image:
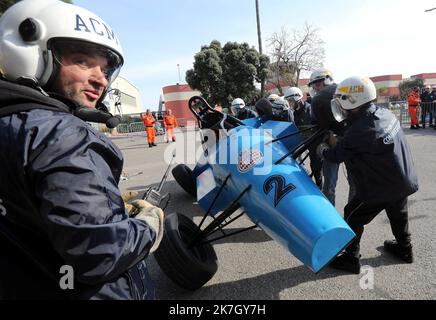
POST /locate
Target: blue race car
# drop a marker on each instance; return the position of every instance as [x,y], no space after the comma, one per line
[249,165]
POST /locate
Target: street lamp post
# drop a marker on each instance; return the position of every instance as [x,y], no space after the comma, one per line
[178,69]
[259,38]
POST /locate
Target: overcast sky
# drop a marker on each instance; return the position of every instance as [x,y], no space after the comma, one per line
[365,37]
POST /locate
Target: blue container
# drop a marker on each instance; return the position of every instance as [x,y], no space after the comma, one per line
[283,200]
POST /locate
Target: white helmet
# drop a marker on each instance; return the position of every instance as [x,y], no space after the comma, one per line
[272,97]
[32,32]
[350,94]
[321,74]
[281,104]
[237,105]
[293,93]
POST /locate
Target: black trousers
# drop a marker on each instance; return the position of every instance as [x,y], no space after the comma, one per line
[358,214]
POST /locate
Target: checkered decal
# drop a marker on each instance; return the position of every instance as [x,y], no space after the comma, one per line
[248,159]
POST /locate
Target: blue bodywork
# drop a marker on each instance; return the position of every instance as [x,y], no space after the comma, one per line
[282,199]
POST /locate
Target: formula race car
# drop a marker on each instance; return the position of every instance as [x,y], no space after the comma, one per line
[250,167]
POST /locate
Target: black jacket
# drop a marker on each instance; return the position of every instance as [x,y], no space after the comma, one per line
[59,191]
[303,115]
[322,111]
[376,153]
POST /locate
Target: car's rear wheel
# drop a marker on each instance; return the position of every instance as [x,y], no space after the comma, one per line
[189,267]
[184,177]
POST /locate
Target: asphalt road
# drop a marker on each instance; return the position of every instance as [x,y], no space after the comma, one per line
[254,267]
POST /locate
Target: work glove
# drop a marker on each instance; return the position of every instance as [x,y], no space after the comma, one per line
[331,139]
[127,196]
[154,217]
[323,147]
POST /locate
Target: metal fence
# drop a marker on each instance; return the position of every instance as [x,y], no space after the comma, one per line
[401,110]
[139,127]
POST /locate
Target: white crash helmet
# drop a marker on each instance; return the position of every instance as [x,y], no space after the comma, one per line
[237,105]
[272,97]
[294,94]
[318,75]
[32,31]
[280,104]
[350,94]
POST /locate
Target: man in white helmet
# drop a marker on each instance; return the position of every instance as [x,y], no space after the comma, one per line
[240,111]
[375,151]
[302,112]
[282,111]
[301,109]
[322,89]
[61,206]
[272,97]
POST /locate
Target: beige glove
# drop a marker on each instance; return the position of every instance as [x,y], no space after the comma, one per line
[127,196]
[154,217]
[323,147]
[332,139]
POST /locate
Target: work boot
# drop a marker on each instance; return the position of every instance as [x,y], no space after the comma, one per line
[403,252]
[346,262]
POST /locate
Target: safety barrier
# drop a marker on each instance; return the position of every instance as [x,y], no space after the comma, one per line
[428,113]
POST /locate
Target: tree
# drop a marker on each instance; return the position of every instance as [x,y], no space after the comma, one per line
[259,40]
[407,86]
[225,73]
[294,52]
[5,4]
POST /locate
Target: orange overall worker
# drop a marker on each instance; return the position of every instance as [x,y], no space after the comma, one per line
[149,122]
[414,100]
[170,123]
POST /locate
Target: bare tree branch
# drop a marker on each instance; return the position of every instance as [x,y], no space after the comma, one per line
[294,52]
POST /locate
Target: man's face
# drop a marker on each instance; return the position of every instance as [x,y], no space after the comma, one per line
[317,86]
[82,77]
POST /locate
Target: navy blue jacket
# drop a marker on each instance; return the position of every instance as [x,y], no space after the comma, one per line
[59,191]
[375,151]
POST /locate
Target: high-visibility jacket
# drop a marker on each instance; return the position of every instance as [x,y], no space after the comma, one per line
[170,120]
[413,99]
[148,120]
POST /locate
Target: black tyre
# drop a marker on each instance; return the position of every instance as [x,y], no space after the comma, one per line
[190,268]
[184,178]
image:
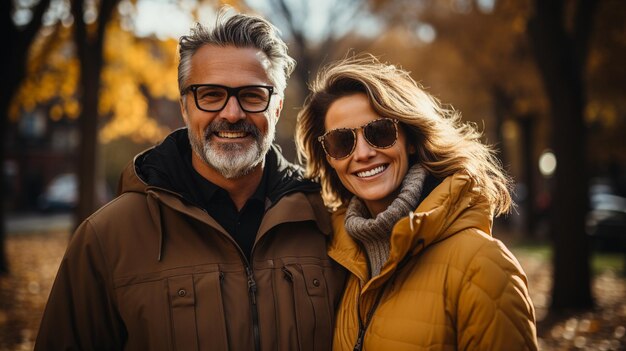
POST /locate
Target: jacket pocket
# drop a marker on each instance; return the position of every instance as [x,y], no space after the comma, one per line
[182,298]
[311,306]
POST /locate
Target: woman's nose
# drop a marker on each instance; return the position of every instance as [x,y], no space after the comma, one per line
[362,150]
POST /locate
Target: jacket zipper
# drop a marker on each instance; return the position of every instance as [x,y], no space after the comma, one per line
[358,345]
[255,312]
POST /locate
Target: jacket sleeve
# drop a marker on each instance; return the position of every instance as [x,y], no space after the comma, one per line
[80,313]
[494,310]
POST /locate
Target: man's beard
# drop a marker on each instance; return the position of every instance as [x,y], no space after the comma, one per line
[232,160]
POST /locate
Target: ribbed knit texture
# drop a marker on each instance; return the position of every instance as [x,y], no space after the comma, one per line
[374,233]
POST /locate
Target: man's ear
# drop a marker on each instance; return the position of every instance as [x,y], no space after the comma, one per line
[183,109]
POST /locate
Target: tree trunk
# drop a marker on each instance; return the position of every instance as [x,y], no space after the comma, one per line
[560,58]
[89,47]
[527,124]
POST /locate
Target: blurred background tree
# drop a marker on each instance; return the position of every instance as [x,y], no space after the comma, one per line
[534,76]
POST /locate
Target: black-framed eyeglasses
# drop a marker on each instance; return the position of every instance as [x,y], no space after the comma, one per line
[340,143]
[214,97]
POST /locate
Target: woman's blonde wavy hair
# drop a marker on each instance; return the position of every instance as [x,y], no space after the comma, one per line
[445,145]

**Task brief**.
Please gather every line of the entries that contains the word "race" and copy each one out.

**Task solution**.
Target: blue race car
Target: formula race car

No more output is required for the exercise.